Source information:
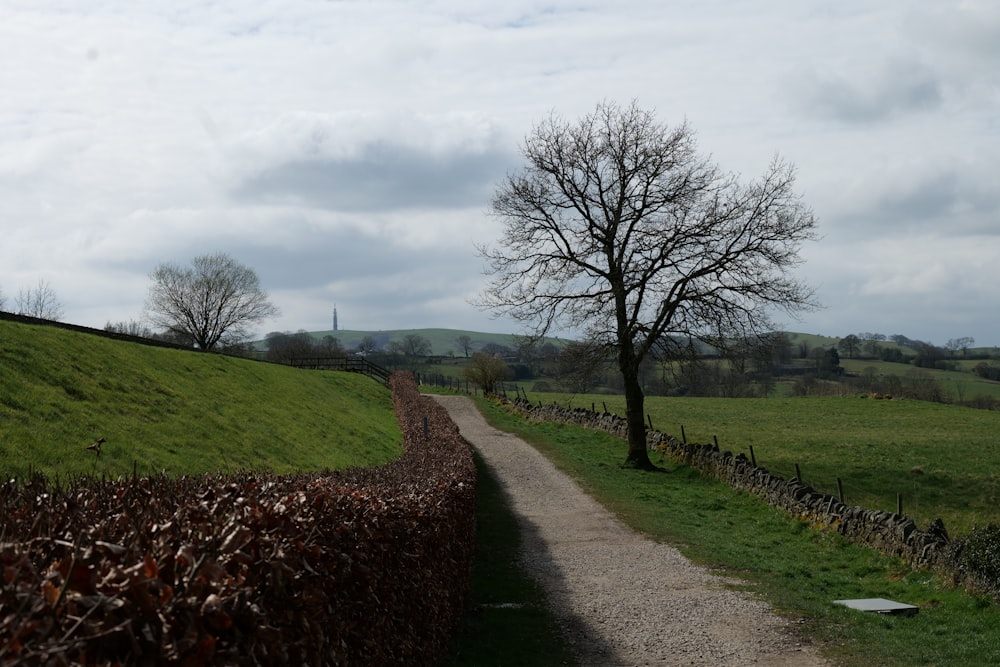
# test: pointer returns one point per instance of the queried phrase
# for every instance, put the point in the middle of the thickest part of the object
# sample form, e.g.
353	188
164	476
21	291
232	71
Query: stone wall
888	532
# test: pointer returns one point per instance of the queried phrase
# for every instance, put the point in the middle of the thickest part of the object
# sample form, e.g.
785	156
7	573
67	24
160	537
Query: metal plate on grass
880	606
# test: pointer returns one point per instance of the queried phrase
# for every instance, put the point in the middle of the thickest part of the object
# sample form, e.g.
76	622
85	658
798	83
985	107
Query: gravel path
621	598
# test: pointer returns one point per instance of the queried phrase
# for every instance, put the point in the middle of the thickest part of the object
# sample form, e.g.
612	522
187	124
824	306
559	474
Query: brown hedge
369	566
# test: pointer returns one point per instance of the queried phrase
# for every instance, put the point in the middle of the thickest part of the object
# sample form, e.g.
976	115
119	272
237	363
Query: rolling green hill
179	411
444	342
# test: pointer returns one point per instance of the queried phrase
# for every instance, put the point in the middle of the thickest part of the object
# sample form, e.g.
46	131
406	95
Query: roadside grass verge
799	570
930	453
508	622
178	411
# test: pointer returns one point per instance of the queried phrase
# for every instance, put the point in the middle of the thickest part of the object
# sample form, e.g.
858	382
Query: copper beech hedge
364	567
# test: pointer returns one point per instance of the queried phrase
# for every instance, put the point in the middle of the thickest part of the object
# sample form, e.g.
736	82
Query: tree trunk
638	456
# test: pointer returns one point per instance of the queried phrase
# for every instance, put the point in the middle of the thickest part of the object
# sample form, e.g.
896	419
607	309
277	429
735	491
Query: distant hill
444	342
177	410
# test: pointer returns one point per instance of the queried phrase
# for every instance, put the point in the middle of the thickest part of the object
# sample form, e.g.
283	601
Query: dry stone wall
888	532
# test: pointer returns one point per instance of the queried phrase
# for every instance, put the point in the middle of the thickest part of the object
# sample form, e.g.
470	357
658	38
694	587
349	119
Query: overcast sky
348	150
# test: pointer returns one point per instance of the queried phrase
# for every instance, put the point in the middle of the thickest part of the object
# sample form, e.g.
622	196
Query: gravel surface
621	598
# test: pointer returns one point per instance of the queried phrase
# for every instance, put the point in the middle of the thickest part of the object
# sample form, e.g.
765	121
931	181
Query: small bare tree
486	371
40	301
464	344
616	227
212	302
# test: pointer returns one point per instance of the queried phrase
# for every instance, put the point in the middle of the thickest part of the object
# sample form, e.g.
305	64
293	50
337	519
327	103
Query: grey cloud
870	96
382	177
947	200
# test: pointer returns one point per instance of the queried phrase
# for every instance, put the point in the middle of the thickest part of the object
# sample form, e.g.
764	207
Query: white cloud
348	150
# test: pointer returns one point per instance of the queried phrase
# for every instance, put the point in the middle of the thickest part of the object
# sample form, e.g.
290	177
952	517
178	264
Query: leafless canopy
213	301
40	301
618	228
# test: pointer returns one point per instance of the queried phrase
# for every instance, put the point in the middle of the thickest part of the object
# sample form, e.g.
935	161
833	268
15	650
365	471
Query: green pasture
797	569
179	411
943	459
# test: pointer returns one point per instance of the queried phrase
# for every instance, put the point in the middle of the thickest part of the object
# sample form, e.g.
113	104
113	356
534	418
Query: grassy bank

Task brief: What is needed is an exact copy of the entries, without any images.

Result:
# test: pointer returns one point per instance of the queried phrase
# for every instance, put the point in the middle of the thickest part of the object
# sample form, e.g.
353	188
164	476
21	291
232	71
Query: stone wall
888	532
# test: pointer returns one point per instance of the queried phrase
# for every instance, put the point in the middle of the thickest part of the object
# sample form, e.g.
785	156
7	573
67	24
160	537
Query: metal plate on grass
880	606
# test: pointer returns one point per instance of the queried phrase
# for every instance, put the point in the middle of the thickest part of the object
# sample form, e.g.
76	622
85	658
798	83
985	107
Query: gravel path
621	598
# test: pointer returns one point per instance of the queried phrase
# for every instance, put the point in the middle of the thickest part of the object
# sample form, e.g.
612	522
187	124
824	306
559	474
Query: brown hedge
369	566
# test: pointer returns one point per instance of the queried phrase
# for every instance, put the point in the middle of the thickest part of the object
# sample form, e.g.
976	115
119	272
237	363
Query: rolling green hill
179	411
444	342
# test: pointer returns one point per instance of the queried phrase
# for every instance, put the point in the middle of the thickest part of the object
# sample form, e.g.
46	131
406	95
Query: roadside grass verge
799	570
930	453
508	622
178	411
# test: pointer returns one point per instance of the queried phrase
# for every instance, put the point in the middle of the thickest part of the object
# sample form, e.g.
858	382
Query: copper beech hedge
364	567
# test: pointer returns one point per instance of the queried phrase
# for every instance, put the point in the middle of the thickest part of the object
# sample form, e.g.
736	82
Query: tree trunk
638	456
# test: pointer returns one point per instance of the queried phrase
# for every instance, put the point in the middle of the thickest part of the object
# sample form, e.g.
896	419
607	309
277	429
735	491
Query: distant hill
444	342
177	410
# test: pointer returns one point per instance of the queried phrase
# for every instance, put the point in the middle of the thickest part of the object
# sample form, e.g.
283	601
Query: dry stone wall
888	532
# test: pointer returns one point per instance of the queried phrase
# for every instance, put the point in the middle of the thickest part of the object
# sample form, e.g.
470	357
658	38
694	587
349	119
Query: overcast sky
348	150
# test: pointer returns one point per instance of the queried phrase
# for every instance, put the point in the middle of the thickest part of the object
# sample form, e.g.
622	196
Query: gravel surface
621	598
# test: pointer returns one point per instance of the queried phrase
# for every instance, put the point in the middle of the thickest part of the object
# sample form, e.g.
765	121
931	181
Query: small bare tree
486	371
40	301
464	344
616	227
212	302
# test: pointer returns one point per instance of the queried phrase
# for every instance, put the point in the middle of the thickest part of the object
# sample form, e.g.
305	64
293	50
337	519
327	103
Query: grey cloud
870	96
382	177
947	200
# test: pointer returns one point per instance of the queried phrase
# for every instance, put the point in the middle of the thickest part of the object
# sample form, e.g.
764	207
Query: white cloud
348	150
# test: pointer returns one point per instance of the queried phrase
# for every instance, put the point in the middle of the thickest part of the object
# sample form, e.g.
290	177
952	517
178	264
Query: leafless canopy
213	301
40	301
618	228
# test: pointer returns one point per instance of the queried phrase
# for every instance, put the point in the middle of the thickest part of the object
# sample form, e.g.
935	161
833	268
15	650
365	471
Query: green pasture
797	569
179	411
943	459
# test: pointer returns one point per instance of the queried phrase
# for every instance, put the point in the middle of the thickest part of the object
# sample form, e.g.
113	104
113	356
534	418
Query: grassy bank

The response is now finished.